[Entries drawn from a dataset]
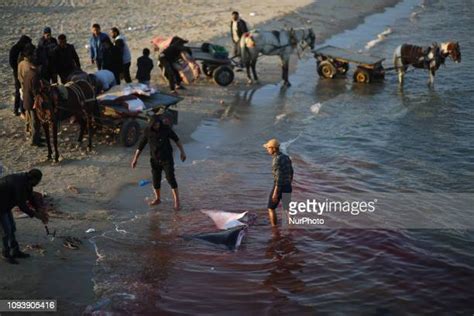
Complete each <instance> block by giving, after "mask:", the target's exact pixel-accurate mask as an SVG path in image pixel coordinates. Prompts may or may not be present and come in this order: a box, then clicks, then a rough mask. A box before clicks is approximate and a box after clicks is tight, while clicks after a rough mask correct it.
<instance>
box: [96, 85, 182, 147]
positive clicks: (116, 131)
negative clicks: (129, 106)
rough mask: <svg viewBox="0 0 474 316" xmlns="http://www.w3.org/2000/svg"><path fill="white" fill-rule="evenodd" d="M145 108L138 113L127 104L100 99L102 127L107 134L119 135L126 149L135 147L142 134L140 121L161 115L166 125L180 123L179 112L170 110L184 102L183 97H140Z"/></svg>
mask: <svg viewBox="0 0 474 316" xmlns="http://www.w3.org/2000/svg"><path fill="white" fill-rule="evenodd" d="M139 99H140V100H141V101H142V102H143V104H144V108H143V109H141V110H139V111H136V110H131V109H130V108H128V107H127V105H126V102H124V101H123V99H122V100H120V98H118V99H112V98H102V99H101V98H99V100H98V101H99V110H100V114H101V115H100V125H101V127H102V128H104V129H106V130H107V132H112V133H114V134H117V135H118V139H119V141H120V143H121V144H122V145H123V146H125V147H131V146H133V145H135V144H136V143H137V141H138V138H139V136H140V134H141V126H140V125H141V124H140V121H142V122H146V121H147V120H148V119H149V117H151V116H153V115H159V116H161V117H162V120H163V121H164V123H165V124H169V125H175V124H177V123H178V112H177V111H176V110H172V109H170V107H171V106H174V105H176V104H177V103H178V102H179V101H181V100H182V98H181V97H178V96H174V95H170V94H166V93H162V92H156V93H153V94H151V95H149V96H146V95H140V96H139Z"/></svg>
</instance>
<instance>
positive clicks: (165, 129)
mask: <svg viewBox="0 0 474 316" xmlns="http://www.w3.org/2000/svg"><path fill="white" fill-rule="evenodd" d="M170 139H172V140H173V141H174V142H175V143H176V145H177V146H178V148H179V151H180V152H181V161H185V160H186V154H185V153H184V148H183V145H182V144H181V142H180V141H179V138H178V135H176V133H175V132H174V131H173V130H172V129H171V127H169V126H167V125H165V124H163V123H162V122H161V120H160V119H159V117H157V116H154V117H153V118H152V119H151V122H150V125H149V126H148V127H147V128H146V129H145V132H144V134H143V137H142V139H141V140H140V143H139V144H138V149H137V151H136V152H135V156H134V157H133V160H132V168H135V167H136V165H137V162H138V157H140V153H141V152H142V150H143V149H144V148H145V146H146V144H147V143H150V156H151V159H150V162H151V173H152V175H153V189H154V191H155V199H154V200H153V201H151V202H150V203H149V205H150V206H153V205H158V204H160V202H161V199H160V187H161V172H162V171H163V170H164V171H165V175H166V180H167V181H168V183H169V185H170V186H171V189H172V191H173V198H174V208H175V209H176V210H178V209H179V206H180V205H179V194H178V183H177V182H176V178H175V176H174V160H173V147H171V143H170Z"/></svg>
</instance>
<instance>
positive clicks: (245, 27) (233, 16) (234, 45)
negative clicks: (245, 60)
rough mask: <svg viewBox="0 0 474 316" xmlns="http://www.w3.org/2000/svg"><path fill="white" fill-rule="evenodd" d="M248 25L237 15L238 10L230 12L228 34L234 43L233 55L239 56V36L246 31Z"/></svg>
mask: <svg viewBox="0 0 474 316" xmlns="http://www.w3.org/2000/svg"><path fill="white" fill-rule="evenodd" d="M248 31H249V30H248V27H247V23H246V22H245V21H244V20H242V19H241V18H240V16H239V12H237V11H234V12H232V21H231V22H230V35H231V37H232V43H233V44H234V47H233V52H232V53H233V54H234V56H233V57H235V56H240V38H241V37H242V35H244V33H247V32H248Z"/></svg>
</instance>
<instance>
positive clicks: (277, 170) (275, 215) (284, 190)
mask: <svg viewBox="0 0 474 316" xmlns="http://www.w3.org/2000/svg"><path fill="white" fill-rule="evenodd" d="M263 147H265V149H266V150H267V152H268V154H269V155H271V156H272V157H273V161H272V173H273V181H274V182H273V188H272V191H271V192H270V197H269V198H268V216H269V217H270V223H271V224H272V226H276V225H277V216H276V212H275V210H276V208H277V207H278V204H279V203H280V201H281V199H282V196H283V193H286V194H291V192H292V187H291V183H292V182H293V166H292V164H291V159H290V157H288V156H287V155H285V154H283V153H282V152H280V143H279V142H278V140H276V139H270V140H269V141H268V142H267V143H266V144H264V145H263ZM283 204H284V203H283ZM284 207H285V205H284Z"/></svg>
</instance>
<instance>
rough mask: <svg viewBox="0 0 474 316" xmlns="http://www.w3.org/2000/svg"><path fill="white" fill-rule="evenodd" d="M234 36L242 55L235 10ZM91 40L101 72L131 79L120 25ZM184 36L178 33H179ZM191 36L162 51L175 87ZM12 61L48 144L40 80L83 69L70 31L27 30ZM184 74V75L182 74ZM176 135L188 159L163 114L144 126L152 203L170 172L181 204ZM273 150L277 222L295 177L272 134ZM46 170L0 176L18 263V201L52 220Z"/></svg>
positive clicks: (3, 248) (135, 157) (8, 243)
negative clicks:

:: Job item ::
Copy the entries above word for word, but leave out the pictures.

:: Solution for this exercise ::
Complete each <instance> block by giving, after "mask:", the target's exact pixel-accurate mask as an SVG path in image pixel coordinates. Prompts may or may not be present and come in this order: a box, then clicks, then a rough mask. A box before clicks is approximate and a box after clicks is tight, while clicks after a rough mask correct it.
<instance>
box: [96, 85, 182, 147]
positive clicks: (116, 131)
negative clicks: (129, 106)
rough mask: <svg viewBox="0 0 474 316" xmlns="http://www.w3.org/2000/svg"><path fill="white" fill-rule="evenodd" d="M145 108L138 113L127 104L100 99L102 127L107 134L119 135L126 149L135 147L142 134L140 121L161 115L166 125L180 123L179 112L170 110L184 102L183 97H140Z"/></svg>
mask: <svg viewBox="0 0 474 316" xmlns="http://www.w3.org/2000/svg"><path fill="white" fill-rule="evenodd" d="M139 99H140V100H141V101H142V102H143V104H144V108H143V109H141V110H139V111H136V110H131V109H130V108H128V107H127V105H126V102H124V101H123V99H122V100H120V98H118V99H112V98H102V99H101V98H99V100H98V101H99V110H100V114H101V115H100V125H101V127H102V128H104V129H106V130H107V132H112V133H114V134H117V135H118V139H119V141H120V143H121V144H122V145H123V146H125V147H131V146H133V145H135V144H136V143H137V141H138V138H139V136H140V134H141V126H140V125H141V124H140V121H142V122H146V121H147V120H148V119H149V117H151V116H153V115H159V116H161V117H162V120H163V121H164V123H165V124H169V125H175V124H177V123H178V112H177V111H176V110H172V109H170V107H171V106H174V105H176V104H177V103H178V102H179V101H181V100H182V98H181V97H178V96H174V95H170V94H166V93H162V92H156V93H153V94H151V95H149V96H146V95H140V96H139Z"/></svg>
</instance>
<instance>
positive clicks: (165, 129)
mask: <svg viewBox="0 0 474 316" xmlns="http://www.w3.org/2000/svg"><path fill="white" fill-rule="evenodd" d="M170 139H172V140H173V141H174V142H175V143H176V145H177V146H178V148H179V151H180V152H181V161H185V160H186V154H185V153H184V148H183V145H182V144H181V142H180V141H179V138H178V135H176V133H175V132H174V131H173V130H172V129H171V127H169V126H167V125H165V124H163V123H162V122H161V120H160V119H159V117H157V116H154V117H153V118H152V119H151V122H150V125H149V126H148V127H147V128H146V129H145V132H144V134H143V137H142V139H141V140H140V143H139V144H138V149H137V151H136V152H135V156H134V157H133V160H132V168H135V167H136V165H137V162H138V157H140V153H141V152H142V150H143V149H144V148H145V146H146V144H147V143H150V156H151V159H150V162H151V173H152V175H153V189H154V191H155V199H154V200H153V201H151V202H150V203H149V205H150V206H153V205H158V204H160V202H161V199H160V187H161V172H162V171H163V170H164V171H165V175H166V180H167V181H168V183H169V185H170V186H171V189H172V191H173V198H174V208H175V209H176V210H178V209H179V206H180V205H179V194H178V183H177V182H176V178H175V176H174V160H173V147H171V143H170Z"/></svg>
</instance>
<instance>
positive clicks: (245, 27) (233, 16) (234, 45)
negative clicks: (245, 60)
rough mask: <svg viewBox="0 0 474 316" xmlns="http://www.w3.org/2000/svg"><path fill="white" fill-rule="evenodd" d="M248 25L237 15L238 10L230 12L228 34L234 43L233 55L239 56V36L246 31Z"/></svg>
mask: <svg viewBox="0 0 474 316" xmlns="http://www.w3.org/2000/svg"><path fill="white" fill-rule="evenodd" d="M248 31H249V30H248V27H247V23H246V22H245V21H244V20H242V19H241V18H240V16H239V12H237V11H234V12H232V21H231V22H230V35H231V37H232V43H233V44H234V47H233V52H232V53H233V54H234V56H233V57H235V56H240V38H241V37H242V35H244V33H247V32H248Z"/></svg>
</instance>
<instance>
positive clicks: (277, 170) (275, 215) (284, 190)
mask: <svg viewBox="0 0 474 316" xmlns="http://www.w3.org/2000/svg"><path fill="white" fill-rule="evenodd" d="M263 147H265V149H266V150H267V152H268V154H269V155H271V156H272V157H273V161H272V173H273V181H274V182H273V188H272V191H271V192H270V197H269V198H268V216H269V217H270V223H271V224H272V226H276V225H277V216H276V212H275V210H276V208H277V207H278V204H279V203H280V201H281V199H282V196H283V193H286V194H291V192H292V187H291V183H292V182H293V166H292V164H291V159H290V157H288V156H287V155H285V154H283V153H282V152H280V143H279V142H278V140H276V139H270V140H269V141H268V142H267V143H266V144H264V145H263ZM283 204H284V203H283ZM284 207H285V205H284Z"/></svg>
</instance>
<instance>
rough mask: <svg viewBox="0 0 474 316" xmlns="http://www.w3.org/2000/svg"><path fill="white" fill-rule="evenodd" d="M234 36L242 55L235 10ZM91 40L101 72L131 79L120 25ZM184 36L178 33H179ZM191 36L162 51L175 87ZM12 61L48 144L40 80L83 69L70 31L27 30ZM184 74V75L182 74ZM176 135L188 159L163 114L144 126L152 203L170 172L181 204ZM273 150L277 222L295 177L272 134ZM46 170L0 176L18 263V201L52 220Z"/></svg>
positive clicks: (3, 248) (135, 157) (8, 243)
negative clicks:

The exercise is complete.